Could you transcribe the material below exactly, without leaving out a single line?

** START OF Supplied material **

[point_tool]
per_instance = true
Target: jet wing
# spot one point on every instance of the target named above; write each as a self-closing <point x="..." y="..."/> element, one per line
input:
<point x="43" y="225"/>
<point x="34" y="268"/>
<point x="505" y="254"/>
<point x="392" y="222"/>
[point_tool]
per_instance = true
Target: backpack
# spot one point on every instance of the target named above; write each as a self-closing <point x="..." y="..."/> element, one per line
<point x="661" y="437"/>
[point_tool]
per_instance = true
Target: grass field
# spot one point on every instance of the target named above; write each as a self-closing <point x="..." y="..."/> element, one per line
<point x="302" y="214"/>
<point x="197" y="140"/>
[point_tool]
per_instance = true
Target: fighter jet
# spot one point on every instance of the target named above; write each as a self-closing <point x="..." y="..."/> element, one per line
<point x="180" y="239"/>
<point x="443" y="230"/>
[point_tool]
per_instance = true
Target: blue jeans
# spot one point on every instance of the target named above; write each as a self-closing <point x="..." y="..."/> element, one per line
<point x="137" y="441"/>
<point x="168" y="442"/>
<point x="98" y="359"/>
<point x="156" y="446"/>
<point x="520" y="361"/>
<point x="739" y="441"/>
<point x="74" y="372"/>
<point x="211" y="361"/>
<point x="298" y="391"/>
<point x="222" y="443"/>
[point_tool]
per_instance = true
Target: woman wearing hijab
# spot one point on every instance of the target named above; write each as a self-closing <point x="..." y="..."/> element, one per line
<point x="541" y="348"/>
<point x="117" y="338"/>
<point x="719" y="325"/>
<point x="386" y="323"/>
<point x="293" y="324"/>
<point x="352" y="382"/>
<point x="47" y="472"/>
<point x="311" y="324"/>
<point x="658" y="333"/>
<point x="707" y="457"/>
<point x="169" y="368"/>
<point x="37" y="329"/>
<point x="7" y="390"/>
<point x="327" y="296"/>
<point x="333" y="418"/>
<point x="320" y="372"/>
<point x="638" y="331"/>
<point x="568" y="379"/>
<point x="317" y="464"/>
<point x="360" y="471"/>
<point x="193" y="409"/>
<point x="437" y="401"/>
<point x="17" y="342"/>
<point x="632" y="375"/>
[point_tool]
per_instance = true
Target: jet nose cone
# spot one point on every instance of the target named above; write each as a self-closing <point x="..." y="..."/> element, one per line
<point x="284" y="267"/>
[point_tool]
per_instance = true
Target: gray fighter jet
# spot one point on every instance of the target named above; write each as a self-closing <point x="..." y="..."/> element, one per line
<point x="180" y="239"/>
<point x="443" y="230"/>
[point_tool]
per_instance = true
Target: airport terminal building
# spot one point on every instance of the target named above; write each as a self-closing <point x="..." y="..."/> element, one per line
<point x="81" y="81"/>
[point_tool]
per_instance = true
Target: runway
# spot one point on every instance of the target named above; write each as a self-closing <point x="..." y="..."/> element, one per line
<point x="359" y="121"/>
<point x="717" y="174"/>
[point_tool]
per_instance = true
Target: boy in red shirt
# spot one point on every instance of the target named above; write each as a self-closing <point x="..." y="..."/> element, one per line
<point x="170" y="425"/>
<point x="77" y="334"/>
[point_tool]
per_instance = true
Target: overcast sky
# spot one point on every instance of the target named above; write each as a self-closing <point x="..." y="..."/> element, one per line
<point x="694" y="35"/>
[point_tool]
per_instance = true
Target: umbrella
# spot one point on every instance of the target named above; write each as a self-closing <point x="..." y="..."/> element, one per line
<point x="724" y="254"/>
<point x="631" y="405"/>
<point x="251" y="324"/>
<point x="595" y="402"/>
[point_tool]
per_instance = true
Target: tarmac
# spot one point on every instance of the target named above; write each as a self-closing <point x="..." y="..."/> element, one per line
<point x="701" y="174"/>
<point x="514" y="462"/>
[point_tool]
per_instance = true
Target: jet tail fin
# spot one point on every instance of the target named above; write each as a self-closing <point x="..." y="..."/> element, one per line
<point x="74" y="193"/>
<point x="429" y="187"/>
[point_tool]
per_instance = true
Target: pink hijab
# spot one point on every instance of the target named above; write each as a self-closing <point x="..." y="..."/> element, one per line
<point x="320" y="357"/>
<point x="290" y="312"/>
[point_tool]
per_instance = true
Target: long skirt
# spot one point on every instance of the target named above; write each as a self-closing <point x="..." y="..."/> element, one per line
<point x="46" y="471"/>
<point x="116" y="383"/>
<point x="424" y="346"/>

** END OF Supplied material **

Expected answer:
[point_tool]
per_instance = true
Target: jet wing
# spot one point on every instance of the target named above; write each as a self-closing <point x="..." y="..."/> element, one per line
input:
<point x="43" y="225"/>
<point x="34" y="268"/>
<point x="505" y="254"/>
<point x="392" y="222"/>
[point_tool]
per_instance = true
Target: backpack
# spot one point on every instance of the target named above; write each as a self-closing <point x="..." y="..."/> element, one per line
<point x="661" y="437"/>
[point_tool]
per_instance = true
Target: grass field
# spot one point on every instance of the target named above; write each as a self-closing <point x="..." y="..."/> element, one per line
<point x="302" y="214"/>
<point x="197" y="140"/>
[point_tool]
per_instance = true
Target: fighter jet
# spot one point on every instance of the target named above; write each as a self-closing <point x="..." y="..."/> element, one per line
<point x="180" y="239"/>
<point x="443" y="230"/>
[point_tool]
per_instance = true
Target: blue jeans
# spot one point on every instance of the target named above; write each as a self-closing <point x="..." y="..."/> element, one per line
<point x="137" y="441"/>
<point x="168" y="442"/>
<point x="98" y="359"/>
<point x="156" y="446"/>
<point x="520" y="361"/>
<point x="739" y="441"/>
<point x="74" y="372"/>
<point x="211" y="361"/>
<point x="298" y="391"/>
<point x="222" y="443"/>
[point_tool]
per_instance = true
Target: woman wearing hijab
# spot one point on every instance of the target named above; write each as a self-closing <point x="..." y="..."/> element, one per line
<point x="541" y="348"/>
<point x="117" y="338"/>
<point x="719" y="325"/>
<point x="386" y="323"/>
<point x="293" y="324"/>
<point x="352" y="382"/>
<point x="47" y="472"/>
<point x="311" y="324"/>
<point x="658" y="333"/>
<point x="707" y="457"/>
<point x="169" y="368"/>
<point x="37" y="329"/>
<point x="7" y="390"/>
<point x="327" y="296"/>
<point x="333" y="418"/>
<point x="320" y="372"/>
<point x="638" y="331"/>
<point x="568" y="379"/>
<point x="317" y="464"/>
<point x="360" y="471"/>
<point x="193" y="409"/>
<point x="437" y="401"/>
<point x="17" y="342"/>
<point x="632" y="375"/>
[point_tool]
per_instance = true
Target: jet nose cone
# spot one point on every instance of the target named above; write each as a self-closing <point x="..." y="..."/> element, one per line
<point x="284" y="267"/>
[point_tool]
per_instance = true
Target: gray fighter jet
# spot one point on every instance of the target named above; write each as a self-closing <point x="..." y="..."/> element, one per line
<point x="180" y="239"/>
<point x="443" y="230"/>
[point_tool]
per_instance = true
Target: airport terminal building
# spot one point on every instance of the target named above; write each as a self-closing <point x="..." y="..."/> element, one per line
<point x="81" y="81"/>
[point_tool]
per_instance = true
Target: runway
# spot one point on every instance of the target named above; write each as a self-closing <point x="..." y="..."/> element, one per line
<point x="359" y="121"/>
<point x="717" y="174"/>
[point_tool]
per_instance = true
Target: boy in red shirt
# spot one point on every instance of the target named above; write each as a self-closing <point x="..." y="..."/> element, one per line
<point x="170" y="425"/>
<point x="77" y="334"/>
[point_tool]
per_instance = true
Target: overcast sky
# spot one point on every instance of the target named above; write each as a self-closing <point x="..." y="..."/> element, one per line
<point x="694" y="35"/>
[point_tool]
per_instance = true
Target: umbrella
# spot one point on every instance of the target named above; write each as a self-closing <point x="..." y="..."/> element, one per line
<point x="724" y="254"/>
<point x="631" y="405"/>
<point x="251" y="324"/>
<point x="595" y="402"/>
[point_tool]
per_instance = true
Target: tarmac
# spot one point on every instance of the target named above; write each as a self-closing <point x="..." y="..."/> element, one per line
<point x="701" y="174"/>
<point x="514" y="462"/>
[point_tool]
per_instance = true
Target: jet tail fin
# spot one point on every instance of the target named above; write each as a self-closing <point x="..." y="..."/> element, one per line
<point x="74" y="193"/>
<point x="429" y="187"/>
[point_tool]
per_instance = true
Target: pink hijab
# spot one point on every instance of the target named above; write each as a self-closing <point x="..." y="..."/> element, one per line
<point x="320" y="357"/>
<point x="290" y="312"/>
[point_tool]
per_instance = true
Target: long skirt
# spot one point on every instance of the target named above; write each as a self-closing <point x="..." y="..."/> element, one per line
<point x="46" y="471"/>
<point x="116" y="383"/>
<point x="424" y="346"/>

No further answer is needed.